>> START Passage
[Numpy-discussion] NEP process update

Nathaniel Smith njs at pobox.com
Tue Dec 5 19:49:48 EST 2017

On Tue, Dec 5, 2017 at 4:12 PM, Ralf Gommers <ralf.gommers at gmail.com> wrote:
> On Wed, Dec 6, 2017 at 12:31 PM, Jarrod Millman <millman at berkeley.edu>
> wrote:
>> Assuming that sounds good, my tentative next steps are:
>> - I'll draft a purpose and process NEP based on PEP 1 and a few other
>> projects.
>> - I'll also create a draft NEP template.
> sounds good
>> - I'll move the NEPs into their own repo (something like numpy/neps),
> This doesn't sound ideal to me - NEPs are important pieces of documentation,
> so I'd rather keep them included in the main docs.
>>   and set up an automated system (RTD or Github pages) to
>>   render and publish them with some useful index.
> If you could copy over the scipy method to rebuild the docs on each merge
> into master, that would achieve the same purpose. Compare
> https://docs.scipy.org/doc/numpy-dev/reference/ (outdated) vs
> https://docs.scipy.org/doc/scipy-dev/reference/ (redirects to
> http://scipy.github.io/devdocs/, always up-to-date).

Yeah, we were debating back and forth on this -- I can see arguments
either way. The reasons we were leaning towards splitting them out

- it would be great to make our regular docs auto-generated, but we
didn't necessarily want to block this on that
- part of the idea is to auto-generate the NEP index out of the
metadata inside each NEP file, which is going to involve writing some
code and integrating it into the NEP build. This seems easier if we
don't have to integrate it into the overall doc build process too,
which already has a lot of custom code.
>> END Passage
Given task 1: Count the lines in the records below that contain the word "plume", treating case as significant, and give only the number.
>> START Records shown
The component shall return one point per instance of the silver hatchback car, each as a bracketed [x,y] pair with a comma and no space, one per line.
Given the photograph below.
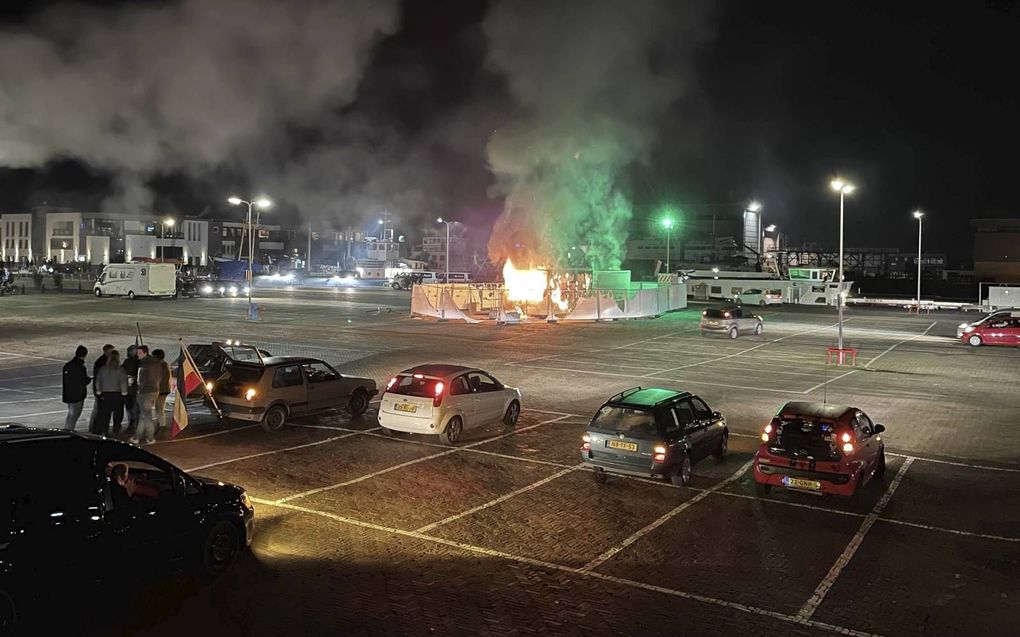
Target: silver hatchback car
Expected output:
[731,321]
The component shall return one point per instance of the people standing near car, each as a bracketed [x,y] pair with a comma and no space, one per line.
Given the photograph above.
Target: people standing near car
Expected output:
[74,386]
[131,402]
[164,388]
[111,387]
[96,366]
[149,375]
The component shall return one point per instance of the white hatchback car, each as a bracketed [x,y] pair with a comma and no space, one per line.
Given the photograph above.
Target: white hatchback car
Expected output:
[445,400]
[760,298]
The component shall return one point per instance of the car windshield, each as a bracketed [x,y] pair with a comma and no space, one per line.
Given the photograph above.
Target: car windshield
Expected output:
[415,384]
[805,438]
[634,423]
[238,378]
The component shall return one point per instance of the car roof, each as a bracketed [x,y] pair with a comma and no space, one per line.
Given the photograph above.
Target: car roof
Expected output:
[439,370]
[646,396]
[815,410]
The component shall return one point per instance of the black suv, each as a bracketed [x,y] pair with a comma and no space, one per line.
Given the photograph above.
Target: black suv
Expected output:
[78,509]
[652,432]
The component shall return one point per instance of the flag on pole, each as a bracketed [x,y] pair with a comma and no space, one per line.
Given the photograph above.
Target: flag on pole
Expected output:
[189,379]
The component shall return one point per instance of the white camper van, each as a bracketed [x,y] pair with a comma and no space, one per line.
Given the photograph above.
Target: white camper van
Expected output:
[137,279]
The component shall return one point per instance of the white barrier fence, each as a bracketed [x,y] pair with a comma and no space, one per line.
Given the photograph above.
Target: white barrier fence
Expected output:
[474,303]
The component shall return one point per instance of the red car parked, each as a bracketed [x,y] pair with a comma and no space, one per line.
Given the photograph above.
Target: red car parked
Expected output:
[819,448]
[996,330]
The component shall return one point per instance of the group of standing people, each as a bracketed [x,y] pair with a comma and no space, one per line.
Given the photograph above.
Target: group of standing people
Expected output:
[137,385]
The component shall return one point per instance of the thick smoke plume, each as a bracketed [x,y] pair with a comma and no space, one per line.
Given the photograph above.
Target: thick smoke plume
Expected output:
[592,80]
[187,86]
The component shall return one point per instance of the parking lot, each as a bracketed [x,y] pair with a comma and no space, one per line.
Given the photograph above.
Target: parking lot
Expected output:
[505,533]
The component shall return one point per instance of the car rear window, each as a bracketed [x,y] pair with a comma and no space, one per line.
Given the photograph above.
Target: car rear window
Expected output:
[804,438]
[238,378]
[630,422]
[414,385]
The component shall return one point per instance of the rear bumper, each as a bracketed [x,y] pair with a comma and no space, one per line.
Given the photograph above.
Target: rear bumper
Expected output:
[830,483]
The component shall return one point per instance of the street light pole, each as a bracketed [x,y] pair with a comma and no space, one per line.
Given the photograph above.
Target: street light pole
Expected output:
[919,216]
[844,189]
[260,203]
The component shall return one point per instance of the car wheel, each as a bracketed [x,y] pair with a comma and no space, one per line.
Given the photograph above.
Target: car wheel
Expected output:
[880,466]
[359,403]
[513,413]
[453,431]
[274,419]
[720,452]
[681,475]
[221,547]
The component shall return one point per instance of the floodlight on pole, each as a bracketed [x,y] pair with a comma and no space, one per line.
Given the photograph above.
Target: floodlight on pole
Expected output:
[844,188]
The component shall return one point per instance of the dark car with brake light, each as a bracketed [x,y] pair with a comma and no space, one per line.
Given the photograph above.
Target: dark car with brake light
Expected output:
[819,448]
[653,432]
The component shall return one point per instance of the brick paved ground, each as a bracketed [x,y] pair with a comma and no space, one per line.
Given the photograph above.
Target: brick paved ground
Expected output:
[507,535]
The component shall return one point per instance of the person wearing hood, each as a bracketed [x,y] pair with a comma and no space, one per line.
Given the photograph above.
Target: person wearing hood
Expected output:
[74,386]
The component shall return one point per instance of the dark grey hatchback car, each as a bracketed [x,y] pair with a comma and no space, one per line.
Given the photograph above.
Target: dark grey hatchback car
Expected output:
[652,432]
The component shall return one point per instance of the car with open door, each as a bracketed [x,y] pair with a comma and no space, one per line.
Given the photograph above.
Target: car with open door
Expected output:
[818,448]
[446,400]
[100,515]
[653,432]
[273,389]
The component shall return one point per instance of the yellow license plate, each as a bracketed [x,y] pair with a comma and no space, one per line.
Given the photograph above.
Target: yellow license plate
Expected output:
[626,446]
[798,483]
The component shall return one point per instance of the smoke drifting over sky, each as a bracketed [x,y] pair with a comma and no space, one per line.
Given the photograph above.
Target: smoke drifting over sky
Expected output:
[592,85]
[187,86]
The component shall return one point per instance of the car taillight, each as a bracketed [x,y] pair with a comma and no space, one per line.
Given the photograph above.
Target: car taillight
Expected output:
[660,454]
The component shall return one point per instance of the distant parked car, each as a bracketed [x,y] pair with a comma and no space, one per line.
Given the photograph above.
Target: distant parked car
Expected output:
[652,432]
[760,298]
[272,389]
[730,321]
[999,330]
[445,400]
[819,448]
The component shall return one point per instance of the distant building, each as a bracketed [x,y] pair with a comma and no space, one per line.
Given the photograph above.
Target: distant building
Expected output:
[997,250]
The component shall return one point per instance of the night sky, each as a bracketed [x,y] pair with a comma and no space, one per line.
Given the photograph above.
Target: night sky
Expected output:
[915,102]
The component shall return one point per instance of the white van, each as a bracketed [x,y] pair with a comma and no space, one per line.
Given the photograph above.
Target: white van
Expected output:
>> END Records shown
Given task 2: Please carry on the message about the NEP process from the point where it stops.

Answer 1: 2

Answer 2:
- NEPs are really part of the development process, not an output for
end-users -- they're certainly useful to have available as a
reference, but if we're asking end-users to look at them on a regular
basis then I think we've messed up and should improve our actual
documentation :-)
- NEPs have a different natural life-cycle than numpy itself. Right
now, if I google "numpy neps", the first hit is the 1.13 version of
the NEPs, and the third hit is someone else's copy of the 1.9 version
of the NEPs. What you actually want in every case is the latest
development version of the NEPs, and the idea of "numpy 1.13 NEPs"
doesn't even make sense, because NEPs are not describing a specific
numpy release.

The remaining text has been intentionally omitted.